### DATA SHOWN
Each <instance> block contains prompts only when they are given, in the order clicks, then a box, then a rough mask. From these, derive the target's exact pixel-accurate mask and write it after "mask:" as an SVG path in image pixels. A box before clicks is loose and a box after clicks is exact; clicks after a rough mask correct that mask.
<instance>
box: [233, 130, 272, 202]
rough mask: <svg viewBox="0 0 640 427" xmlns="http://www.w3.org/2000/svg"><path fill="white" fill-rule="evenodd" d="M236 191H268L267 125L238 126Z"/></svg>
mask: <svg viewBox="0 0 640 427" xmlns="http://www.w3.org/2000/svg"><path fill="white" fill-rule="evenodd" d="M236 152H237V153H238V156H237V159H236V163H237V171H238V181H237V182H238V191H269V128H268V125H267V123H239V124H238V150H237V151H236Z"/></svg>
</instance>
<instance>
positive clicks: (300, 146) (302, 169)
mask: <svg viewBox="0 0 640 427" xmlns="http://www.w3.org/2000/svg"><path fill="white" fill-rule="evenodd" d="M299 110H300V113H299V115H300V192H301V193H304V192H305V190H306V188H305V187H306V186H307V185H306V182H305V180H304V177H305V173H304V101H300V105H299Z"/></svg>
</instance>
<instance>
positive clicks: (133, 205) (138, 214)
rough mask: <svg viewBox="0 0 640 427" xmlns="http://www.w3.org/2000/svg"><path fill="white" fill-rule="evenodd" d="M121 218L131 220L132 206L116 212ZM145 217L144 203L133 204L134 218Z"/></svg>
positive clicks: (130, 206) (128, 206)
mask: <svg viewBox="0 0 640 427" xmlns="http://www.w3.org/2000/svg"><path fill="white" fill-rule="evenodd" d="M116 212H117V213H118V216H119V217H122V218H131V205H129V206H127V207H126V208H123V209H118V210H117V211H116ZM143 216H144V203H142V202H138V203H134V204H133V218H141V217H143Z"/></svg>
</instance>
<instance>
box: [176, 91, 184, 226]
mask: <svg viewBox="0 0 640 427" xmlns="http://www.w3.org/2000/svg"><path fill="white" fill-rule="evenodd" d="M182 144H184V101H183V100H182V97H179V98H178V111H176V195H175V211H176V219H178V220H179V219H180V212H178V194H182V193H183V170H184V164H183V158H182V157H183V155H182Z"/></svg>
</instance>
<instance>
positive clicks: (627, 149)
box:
######
### DATA SHOWN
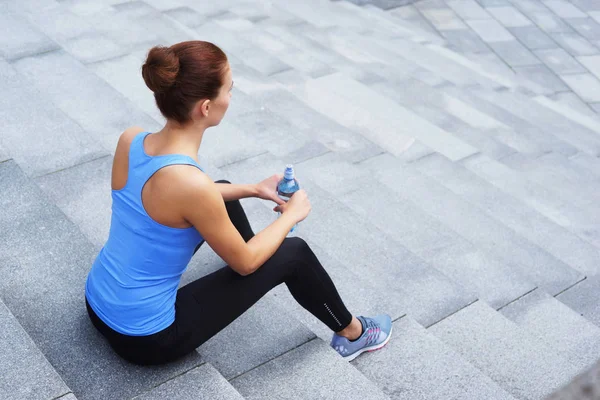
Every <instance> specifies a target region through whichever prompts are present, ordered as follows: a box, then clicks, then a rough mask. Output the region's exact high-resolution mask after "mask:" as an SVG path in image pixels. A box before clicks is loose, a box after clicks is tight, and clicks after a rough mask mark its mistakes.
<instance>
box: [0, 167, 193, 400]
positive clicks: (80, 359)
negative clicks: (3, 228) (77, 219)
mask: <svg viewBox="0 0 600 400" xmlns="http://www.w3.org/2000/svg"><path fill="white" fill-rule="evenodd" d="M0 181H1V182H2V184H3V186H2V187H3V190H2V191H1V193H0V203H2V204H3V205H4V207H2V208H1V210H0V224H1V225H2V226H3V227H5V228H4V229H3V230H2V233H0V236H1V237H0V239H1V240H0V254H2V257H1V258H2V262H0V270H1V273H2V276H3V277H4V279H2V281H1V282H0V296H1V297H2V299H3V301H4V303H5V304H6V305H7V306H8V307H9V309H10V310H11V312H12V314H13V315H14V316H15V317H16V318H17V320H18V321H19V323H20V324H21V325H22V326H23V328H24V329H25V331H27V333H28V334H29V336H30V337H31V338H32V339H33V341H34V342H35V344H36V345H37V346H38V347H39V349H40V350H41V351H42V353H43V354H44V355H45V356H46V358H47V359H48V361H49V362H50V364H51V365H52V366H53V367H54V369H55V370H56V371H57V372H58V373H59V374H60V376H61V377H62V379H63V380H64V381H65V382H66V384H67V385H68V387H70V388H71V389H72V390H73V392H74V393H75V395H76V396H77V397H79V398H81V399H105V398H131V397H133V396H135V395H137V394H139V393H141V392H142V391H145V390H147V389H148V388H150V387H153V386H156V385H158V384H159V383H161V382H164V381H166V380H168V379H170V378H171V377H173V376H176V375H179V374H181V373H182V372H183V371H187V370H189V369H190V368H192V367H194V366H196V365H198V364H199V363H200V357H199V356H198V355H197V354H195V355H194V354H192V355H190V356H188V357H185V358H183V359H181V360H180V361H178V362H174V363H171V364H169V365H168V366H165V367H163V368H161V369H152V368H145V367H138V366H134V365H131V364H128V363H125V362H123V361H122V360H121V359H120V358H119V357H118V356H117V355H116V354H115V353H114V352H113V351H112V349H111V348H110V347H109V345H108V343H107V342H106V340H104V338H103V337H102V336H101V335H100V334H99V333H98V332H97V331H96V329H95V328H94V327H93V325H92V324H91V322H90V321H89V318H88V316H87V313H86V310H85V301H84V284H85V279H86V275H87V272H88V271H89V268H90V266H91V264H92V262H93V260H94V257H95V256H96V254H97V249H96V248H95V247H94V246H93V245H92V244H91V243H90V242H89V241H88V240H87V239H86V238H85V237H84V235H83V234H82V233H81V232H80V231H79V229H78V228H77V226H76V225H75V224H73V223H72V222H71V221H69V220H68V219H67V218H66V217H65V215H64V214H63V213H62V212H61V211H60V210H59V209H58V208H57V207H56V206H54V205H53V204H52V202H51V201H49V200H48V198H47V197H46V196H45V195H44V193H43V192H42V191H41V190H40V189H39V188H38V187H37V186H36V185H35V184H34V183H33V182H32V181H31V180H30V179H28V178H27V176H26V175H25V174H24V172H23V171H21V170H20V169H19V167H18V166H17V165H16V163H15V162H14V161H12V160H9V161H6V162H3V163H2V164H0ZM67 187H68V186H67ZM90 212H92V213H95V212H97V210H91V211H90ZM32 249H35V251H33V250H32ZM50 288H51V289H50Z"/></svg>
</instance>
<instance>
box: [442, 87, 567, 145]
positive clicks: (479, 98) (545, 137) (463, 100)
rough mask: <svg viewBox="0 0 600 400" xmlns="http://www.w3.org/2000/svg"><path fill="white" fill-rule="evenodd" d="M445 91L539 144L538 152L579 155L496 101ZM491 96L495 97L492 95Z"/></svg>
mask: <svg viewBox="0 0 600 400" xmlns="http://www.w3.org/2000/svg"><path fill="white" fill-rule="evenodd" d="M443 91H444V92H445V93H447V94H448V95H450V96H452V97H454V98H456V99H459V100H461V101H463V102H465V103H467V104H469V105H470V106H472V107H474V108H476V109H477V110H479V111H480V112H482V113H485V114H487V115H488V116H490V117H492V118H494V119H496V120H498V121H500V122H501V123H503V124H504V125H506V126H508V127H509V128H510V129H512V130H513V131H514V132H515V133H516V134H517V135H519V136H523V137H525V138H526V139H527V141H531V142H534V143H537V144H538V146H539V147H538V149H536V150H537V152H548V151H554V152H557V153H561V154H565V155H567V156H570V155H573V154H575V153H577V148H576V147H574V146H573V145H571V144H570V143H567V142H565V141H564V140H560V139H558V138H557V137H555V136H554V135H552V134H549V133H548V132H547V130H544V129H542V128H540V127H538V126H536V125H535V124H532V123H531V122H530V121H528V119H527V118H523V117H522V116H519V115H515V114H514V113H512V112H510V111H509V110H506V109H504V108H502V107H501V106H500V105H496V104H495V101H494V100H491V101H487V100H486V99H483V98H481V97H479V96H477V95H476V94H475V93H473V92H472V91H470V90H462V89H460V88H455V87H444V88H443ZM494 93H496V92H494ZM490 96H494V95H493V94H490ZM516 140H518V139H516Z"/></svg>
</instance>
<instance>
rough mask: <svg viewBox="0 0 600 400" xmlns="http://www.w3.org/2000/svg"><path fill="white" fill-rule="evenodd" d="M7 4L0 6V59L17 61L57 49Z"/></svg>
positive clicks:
######
Count the lines in the rows above that contain the string "prompts". Give only the number.

2